● Rows:

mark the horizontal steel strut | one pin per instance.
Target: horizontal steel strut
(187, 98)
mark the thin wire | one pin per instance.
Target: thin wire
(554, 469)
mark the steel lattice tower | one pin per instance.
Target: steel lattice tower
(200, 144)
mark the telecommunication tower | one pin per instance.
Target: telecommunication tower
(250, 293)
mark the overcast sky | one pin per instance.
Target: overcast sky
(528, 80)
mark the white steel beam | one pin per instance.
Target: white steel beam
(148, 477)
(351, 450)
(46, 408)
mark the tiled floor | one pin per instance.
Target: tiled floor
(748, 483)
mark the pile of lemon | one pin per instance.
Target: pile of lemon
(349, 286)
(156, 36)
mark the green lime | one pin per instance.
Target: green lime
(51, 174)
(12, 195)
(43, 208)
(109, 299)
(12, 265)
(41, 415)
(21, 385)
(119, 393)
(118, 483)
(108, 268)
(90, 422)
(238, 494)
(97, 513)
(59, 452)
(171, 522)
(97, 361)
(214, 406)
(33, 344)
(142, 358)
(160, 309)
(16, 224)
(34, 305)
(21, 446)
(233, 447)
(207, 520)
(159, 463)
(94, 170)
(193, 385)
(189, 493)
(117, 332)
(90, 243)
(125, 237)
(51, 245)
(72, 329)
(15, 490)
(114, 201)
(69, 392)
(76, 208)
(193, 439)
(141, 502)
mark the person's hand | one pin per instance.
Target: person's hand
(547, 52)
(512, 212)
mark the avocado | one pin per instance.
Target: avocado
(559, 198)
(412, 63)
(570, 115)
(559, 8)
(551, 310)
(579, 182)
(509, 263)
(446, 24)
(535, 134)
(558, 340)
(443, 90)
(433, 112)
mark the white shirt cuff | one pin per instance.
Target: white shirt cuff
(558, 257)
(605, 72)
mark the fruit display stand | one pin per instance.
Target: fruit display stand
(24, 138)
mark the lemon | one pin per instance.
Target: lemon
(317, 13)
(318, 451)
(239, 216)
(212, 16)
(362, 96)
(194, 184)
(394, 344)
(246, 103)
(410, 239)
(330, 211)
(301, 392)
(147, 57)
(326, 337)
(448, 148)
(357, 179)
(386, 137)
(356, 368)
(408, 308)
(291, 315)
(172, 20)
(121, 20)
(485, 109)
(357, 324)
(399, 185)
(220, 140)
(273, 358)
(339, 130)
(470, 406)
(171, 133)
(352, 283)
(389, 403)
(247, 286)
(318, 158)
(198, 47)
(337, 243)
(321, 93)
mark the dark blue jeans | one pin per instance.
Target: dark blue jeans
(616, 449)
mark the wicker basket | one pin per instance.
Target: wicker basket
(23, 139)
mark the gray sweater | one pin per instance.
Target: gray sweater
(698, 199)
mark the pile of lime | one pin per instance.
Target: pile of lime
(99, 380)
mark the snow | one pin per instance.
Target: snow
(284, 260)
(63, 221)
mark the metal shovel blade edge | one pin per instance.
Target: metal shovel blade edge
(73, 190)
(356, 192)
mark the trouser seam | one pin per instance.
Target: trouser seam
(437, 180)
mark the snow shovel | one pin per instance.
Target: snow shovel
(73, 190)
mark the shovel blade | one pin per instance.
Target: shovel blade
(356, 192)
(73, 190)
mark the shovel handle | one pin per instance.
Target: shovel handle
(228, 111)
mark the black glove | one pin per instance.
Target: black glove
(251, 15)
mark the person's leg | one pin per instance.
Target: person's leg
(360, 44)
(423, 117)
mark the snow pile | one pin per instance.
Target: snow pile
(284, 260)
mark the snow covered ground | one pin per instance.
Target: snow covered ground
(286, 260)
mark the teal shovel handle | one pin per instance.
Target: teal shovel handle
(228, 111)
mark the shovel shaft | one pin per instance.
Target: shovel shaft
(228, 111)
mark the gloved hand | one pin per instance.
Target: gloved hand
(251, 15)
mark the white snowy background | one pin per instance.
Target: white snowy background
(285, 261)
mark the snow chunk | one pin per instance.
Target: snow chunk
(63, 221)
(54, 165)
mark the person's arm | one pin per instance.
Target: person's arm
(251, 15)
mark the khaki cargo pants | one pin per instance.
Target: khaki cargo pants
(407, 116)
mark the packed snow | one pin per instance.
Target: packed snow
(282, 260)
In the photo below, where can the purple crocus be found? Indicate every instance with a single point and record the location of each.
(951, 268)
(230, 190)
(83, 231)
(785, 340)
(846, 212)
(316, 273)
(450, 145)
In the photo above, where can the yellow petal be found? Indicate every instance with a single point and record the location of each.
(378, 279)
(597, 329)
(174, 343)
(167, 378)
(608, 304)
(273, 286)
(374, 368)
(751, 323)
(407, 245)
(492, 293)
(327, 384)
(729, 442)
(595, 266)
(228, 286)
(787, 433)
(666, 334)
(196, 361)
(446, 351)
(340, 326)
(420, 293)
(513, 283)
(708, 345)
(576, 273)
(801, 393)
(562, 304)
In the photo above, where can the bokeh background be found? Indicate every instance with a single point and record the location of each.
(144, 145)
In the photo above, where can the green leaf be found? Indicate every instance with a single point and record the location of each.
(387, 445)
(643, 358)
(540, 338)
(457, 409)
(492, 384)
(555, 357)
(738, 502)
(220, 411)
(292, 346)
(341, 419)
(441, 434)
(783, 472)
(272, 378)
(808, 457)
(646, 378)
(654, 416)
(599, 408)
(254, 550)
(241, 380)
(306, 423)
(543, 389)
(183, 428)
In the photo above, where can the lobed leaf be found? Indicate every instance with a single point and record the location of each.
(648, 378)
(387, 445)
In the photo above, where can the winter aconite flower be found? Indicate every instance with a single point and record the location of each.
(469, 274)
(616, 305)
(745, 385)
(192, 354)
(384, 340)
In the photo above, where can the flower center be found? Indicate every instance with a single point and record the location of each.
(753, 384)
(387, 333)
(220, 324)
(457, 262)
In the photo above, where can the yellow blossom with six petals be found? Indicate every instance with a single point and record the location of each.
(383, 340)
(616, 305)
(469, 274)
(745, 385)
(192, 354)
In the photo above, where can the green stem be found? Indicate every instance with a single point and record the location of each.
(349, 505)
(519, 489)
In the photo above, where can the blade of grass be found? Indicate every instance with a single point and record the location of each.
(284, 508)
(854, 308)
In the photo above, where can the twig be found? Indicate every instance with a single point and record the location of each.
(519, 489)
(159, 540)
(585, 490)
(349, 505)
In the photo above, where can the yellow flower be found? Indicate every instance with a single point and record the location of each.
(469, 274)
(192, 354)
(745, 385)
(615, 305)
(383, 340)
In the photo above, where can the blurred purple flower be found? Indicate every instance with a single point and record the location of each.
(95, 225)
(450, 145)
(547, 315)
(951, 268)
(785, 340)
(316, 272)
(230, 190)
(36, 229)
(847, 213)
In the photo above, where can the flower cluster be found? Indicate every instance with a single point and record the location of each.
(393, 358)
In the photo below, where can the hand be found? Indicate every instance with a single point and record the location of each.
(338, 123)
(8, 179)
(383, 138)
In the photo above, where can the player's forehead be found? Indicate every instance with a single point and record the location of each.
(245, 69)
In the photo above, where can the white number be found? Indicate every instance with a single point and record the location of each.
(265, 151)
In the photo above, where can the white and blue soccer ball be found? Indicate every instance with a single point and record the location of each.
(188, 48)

● Task objective: Arrange the stretch from the line containing "In the photo above, where can the twig" through the last line of the items, both ends included, as a Markdown table with the columns No. and Line. Number each row, and leave out blank lines.

● Reply:
| No. | Line |
|---|---|
| 1 | In the photo above, where can the twig be found? Indicate every instance with a single point and record the location of each. |
| 2 | (519, 489) |
| 3 | (159, 540) |
| 4 | (585, 490) |
| 5 | (349, 505) |
| 6 | In the photo above, where can the yellow flower be found? Indicate every instance with a single point and record the location of each. |
| 7 | (469, 274) |
| 8 | (192, 354) |
| 9 | (745, 385) |
| 10 | (615, 305) |
| 11 | (383, 340) |
| 12 | In the photo above, where can the blurred purple flower be found? Indicate every instance with a single point and record the location of each. |
| 13 | (95, 225) |
| 14 | (450, 145) |
| 15 | (547, 315) |
| 16 | (951, 268) |
| 17 | (785, 340) |
| 18 | (316, 272) |
| 19 | (230, 190) |
| 20 | (36, 229) |
| 21 | (847, 213) |
| 22 | In the photo above, where can the flower cluster be found? Indicate every instance with a single point and record the location of each. |
| 23 | (393, 358) |
| 24 | In the photo below, where can the hand be found? Indicate every instance with a single point and record the location of each. |
| 25 | (338, 123) |
| 26 | (8, 179) |
| 27 | (383, 138) |
| 28 | In the photo above, where can the player's forehead be found? Indicate every instance with a single point and record the location of each. |
| 29 | (245, 69) |
| 30 | In the photo above, where can the white number be found? Indicate every instance with a single point and record the location of each. |
| 31 | (265, 151) |
| 32 | In the photo above, where can the white and blue soccer ball be found? Indicate every instance with a single point and record the location of each. |
| 33 | (188, 48) |